**Try it**
Among the lines below, output only those between the line holding "the snow surface" and the line holding "form | each point like <point>560,202</point>", inclusive, exactly as written and with no pictures.

**Data extract**
Start of Block
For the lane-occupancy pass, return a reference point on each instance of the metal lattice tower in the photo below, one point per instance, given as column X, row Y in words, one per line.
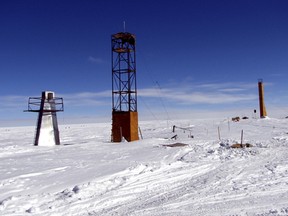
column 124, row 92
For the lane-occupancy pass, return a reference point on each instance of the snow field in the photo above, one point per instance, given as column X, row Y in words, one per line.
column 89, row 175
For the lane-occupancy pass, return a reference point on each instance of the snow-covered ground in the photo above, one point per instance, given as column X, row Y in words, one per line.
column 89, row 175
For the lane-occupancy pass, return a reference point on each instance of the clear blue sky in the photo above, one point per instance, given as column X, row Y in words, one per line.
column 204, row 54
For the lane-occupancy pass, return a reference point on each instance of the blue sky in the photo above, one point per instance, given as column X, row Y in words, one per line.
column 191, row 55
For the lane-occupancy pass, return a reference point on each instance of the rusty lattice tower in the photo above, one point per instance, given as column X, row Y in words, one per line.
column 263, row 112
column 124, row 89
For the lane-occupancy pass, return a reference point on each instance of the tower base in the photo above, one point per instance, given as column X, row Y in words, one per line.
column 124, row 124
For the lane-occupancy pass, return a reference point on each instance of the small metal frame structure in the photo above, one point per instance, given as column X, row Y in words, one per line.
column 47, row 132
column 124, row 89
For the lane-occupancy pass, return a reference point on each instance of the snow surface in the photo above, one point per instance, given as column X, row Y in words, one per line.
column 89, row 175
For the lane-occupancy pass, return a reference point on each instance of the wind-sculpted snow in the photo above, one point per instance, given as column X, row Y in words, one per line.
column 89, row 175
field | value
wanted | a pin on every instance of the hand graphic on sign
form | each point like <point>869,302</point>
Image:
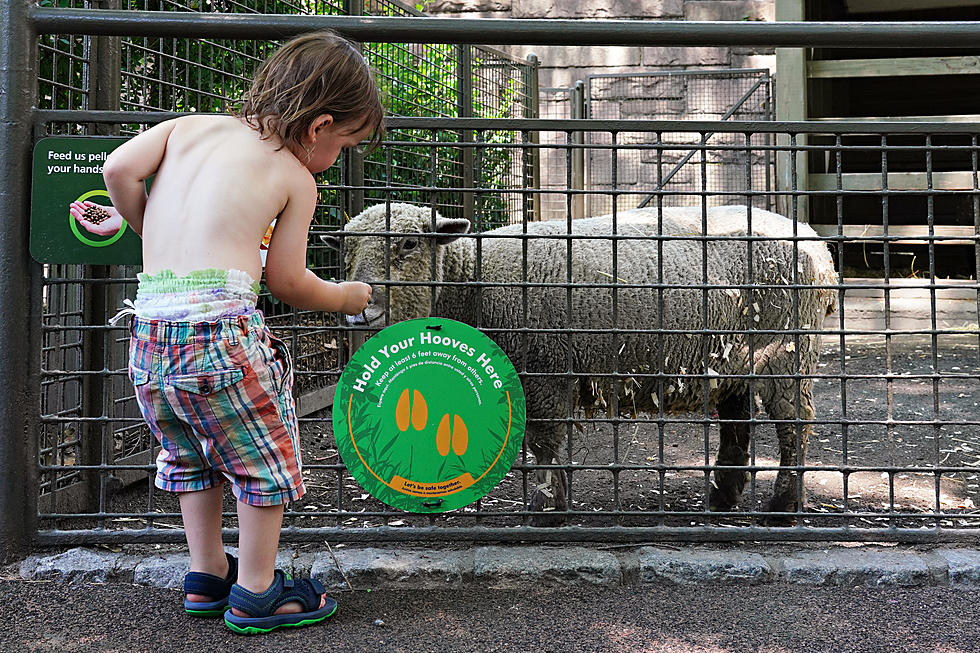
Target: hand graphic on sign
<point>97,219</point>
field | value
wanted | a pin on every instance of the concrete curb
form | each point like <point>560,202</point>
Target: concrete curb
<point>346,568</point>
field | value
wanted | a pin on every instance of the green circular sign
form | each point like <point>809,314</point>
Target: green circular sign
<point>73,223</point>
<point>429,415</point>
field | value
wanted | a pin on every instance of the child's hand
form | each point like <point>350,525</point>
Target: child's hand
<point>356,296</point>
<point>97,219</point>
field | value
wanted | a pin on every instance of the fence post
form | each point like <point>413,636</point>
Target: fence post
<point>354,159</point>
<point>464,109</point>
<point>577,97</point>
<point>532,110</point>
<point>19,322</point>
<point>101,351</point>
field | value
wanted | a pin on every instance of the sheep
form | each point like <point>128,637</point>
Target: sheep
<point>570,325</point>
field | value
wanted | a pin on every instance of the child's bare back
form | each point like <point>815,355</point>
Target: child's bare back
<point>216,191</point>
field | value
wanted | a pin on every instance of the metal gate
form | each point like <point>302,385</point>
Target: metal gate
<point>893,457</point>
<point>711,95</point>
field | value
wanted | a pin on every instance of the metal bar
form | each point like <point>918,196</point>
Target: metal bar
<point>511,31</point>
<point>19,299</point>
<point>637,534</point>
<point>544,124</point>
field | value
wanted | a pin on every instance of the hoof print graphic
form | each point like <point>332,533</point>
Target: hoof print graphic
End of Block
**Result for this exercise**
For the lane-occupancy pass, return a reference point on each instance of the snow surface in the photo above, one point per instance, given as column X, row Y in words, one per line.
column 89, row 175
For the lane-occupancy pass, return a reference point on each instance of the wind-sculpted snow in the photo above, one point per instance, given as column X, row Y in words, one per line.
column 89, row 175
field | value
wanted | a pin on every instance of the hand graphic on sign
form | each point like <point>869,302</point>
Image:
Target: hand graphic on sign
<point>97,219</point>
field | value
wanted | a pin on every instance of the concrete curb
form | each point like <point>560,202</point>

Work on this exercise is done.